DOI: 10.1002/alz.079663 ISSN: 1552-5260

Challenges with phenotyping dementia in a low resource setting; Frontotemporal dementias (FTDs) as a case study in Nigeria

Olufisayo Oluyinka Elugbadebo, Cynthia Olapeju Olawuyi, Temitope Hannah Farombi, Olusegun Baiyewu
  • Psychiatry and Mental health
  • Cellular and Molecular Neuroscience
  • Geriatrics and Gerontology
  • Neurology (clinical)
  • Developmental Neuroscience
  • Health Policy
  • Epidemiology



Phenotyping dementia is a major problem in low resource settings like Nigeria and it has implication for research and management of people with dementia. Challenges associated with phenotyping dementia are embedded in poor health financing and lack of health personnel. This study aimed at scoping studies on dementia in Nigeria to identify those related to frontotemporal dementia (FTD) and describe the pattern of its presentation in a memory clinic as a means of highlighting challenges of phenotyping.


A literature search of studies on dementia that reported FTDs as a phenotype and or described profile or pattern of FTDs in Nigeria was conducted. In addition, a review of hospital records of all persons clinically diagnosed with dementia (PWD) using the ICD 10 criteria was conducted. Those with FTD phenotypes were identified. The cohort comes from a memory clinic in University College Hospital, Ibadan, Nigeria. Records of these individuals with FTDs were reviewed and data (including sociodemographic details, clinical profile and pattern of presentation) extracted for case series report.


Literature search yielded 2 studies; a retrospective study that reported dementia phenotypes including FTD and a case report. From a total of 216 PWD, we identified and included 14 persons with FTDs (6.5%) in this case series. Initially, 32 records of tentative diagnosis of FTD were identified, however, 18 persons with incomplete evaluation after the initial assessment were excluded. The mean age (±S.D) of those included (n = 14) is 67.7(±8.4). The main presenting complaints were behavioral with 57.1% presenting to the hospital at least a year after onset of symptoms. The most common behavioral problem identified was personality change accompanied with disinhibition in 9 persons (64.3%). Symptoms started before age 60 years in only one person. Two of the 14 persons had an initial diagnosis of schizophrenia until subsequent review with neuroimaging. Delay in carrying out neuroimaging due to financial constraint was a major challenge in making a diagnosis.


There is paucity of data on FTDs in Nigeria. Out‐of‐pocket payment for assessment is a major setback in phenotyping dementia and it has implication on both clinical practice and research.

> _Goal of the exercise_
From the abstract on phenotyping frontotemporal dementia in Nigeria, return the part that opens with the words containing "Phenotyping dementia is" and closes with "challenges of phenotyping.", copied word for word. Nothing in the listing is needed to do this.

> _Data for analysis_
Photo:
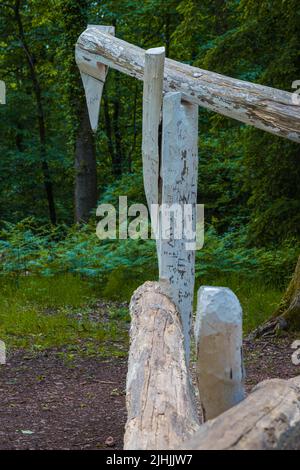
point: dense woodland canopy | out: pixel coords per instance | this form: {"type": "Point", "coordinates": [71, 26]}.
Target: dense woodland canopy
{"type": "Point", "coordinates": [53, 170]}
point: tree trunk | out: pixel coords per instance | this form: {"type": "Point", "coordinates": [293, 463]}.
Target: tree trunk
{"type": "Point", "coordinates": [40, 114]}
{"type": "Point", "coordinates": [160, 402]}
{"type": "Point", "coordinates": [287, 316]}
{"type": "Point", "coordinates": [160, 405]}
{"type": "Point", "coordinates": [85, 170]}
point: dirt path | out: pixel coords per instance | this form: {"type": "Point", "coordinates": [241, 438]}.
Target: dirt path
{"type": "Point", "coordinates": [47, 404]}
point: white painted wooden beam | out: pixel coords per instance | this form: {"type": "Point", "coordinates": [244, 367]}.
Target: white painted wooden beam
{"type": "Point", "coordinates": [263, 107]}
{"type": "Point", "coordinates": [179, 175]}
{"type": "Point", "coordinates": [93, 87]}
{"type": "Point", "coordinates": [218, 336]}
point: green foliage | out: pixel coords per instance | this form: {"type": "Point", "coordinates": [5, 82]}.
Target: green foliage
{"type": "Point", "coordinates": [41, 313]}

* * *

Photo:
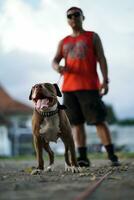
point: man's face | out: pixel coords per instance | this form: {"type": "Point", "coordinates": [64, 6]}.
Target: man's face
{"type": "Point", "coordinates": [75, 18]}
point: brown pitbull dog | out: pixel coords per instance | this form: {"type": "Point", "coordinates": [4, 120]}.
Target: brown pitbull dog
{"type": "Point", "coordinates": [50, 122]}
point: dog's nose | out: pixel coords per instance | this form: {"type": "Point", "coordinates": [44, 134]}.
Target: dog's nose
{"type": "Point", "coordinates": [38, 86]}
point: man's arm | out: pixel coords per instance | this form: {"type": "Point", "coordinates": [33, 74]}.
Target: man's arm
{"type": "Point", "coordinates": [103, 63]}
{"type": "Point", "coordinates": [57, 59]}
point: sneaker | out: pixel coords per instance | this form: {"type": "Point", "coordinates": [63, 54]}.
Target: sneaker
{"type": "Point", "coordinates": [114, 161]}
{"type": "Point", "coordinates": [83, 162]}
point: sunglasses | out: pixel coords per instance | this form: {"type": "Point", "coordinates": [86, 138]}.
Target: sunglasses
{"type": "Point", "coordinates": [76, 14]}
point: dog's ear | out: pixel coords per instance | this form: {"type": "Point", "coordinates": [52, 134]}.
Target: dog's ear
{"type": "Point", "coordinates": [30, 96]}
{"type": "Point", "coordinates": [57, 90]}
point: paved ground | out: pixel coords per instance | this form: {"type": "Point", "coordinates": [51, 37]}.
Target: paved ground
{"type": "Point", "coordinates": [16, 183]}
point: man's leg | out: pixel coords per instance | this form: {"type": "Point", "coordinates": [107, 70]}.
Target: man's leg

* * *

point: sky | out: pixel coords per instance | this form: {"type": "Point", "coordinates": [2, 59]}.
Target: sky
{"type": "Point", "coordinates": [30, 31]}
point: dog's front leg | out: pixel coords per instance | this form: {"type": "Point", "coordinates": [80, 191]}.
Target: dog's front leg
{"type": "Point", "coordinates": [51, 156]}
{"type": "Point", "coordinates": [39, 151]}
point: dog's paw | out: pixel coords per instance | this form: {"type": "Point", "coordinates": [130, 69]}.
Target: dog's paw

> _Final answer_
Phenotyping dementia is a major problem in low resource settings like Nigeria and it has implication for research and management of people with dementia. Challenges associated with phenotyping dementia are embedded in poor health financing and lack of health personnel. This study aimed at scoping studies on dementia in Nigeria to identify those related to frontotemporal dementia (FTD) and describe the pattern of its presentation in a memory clinic as a means of highlighting challenges of phenotyping.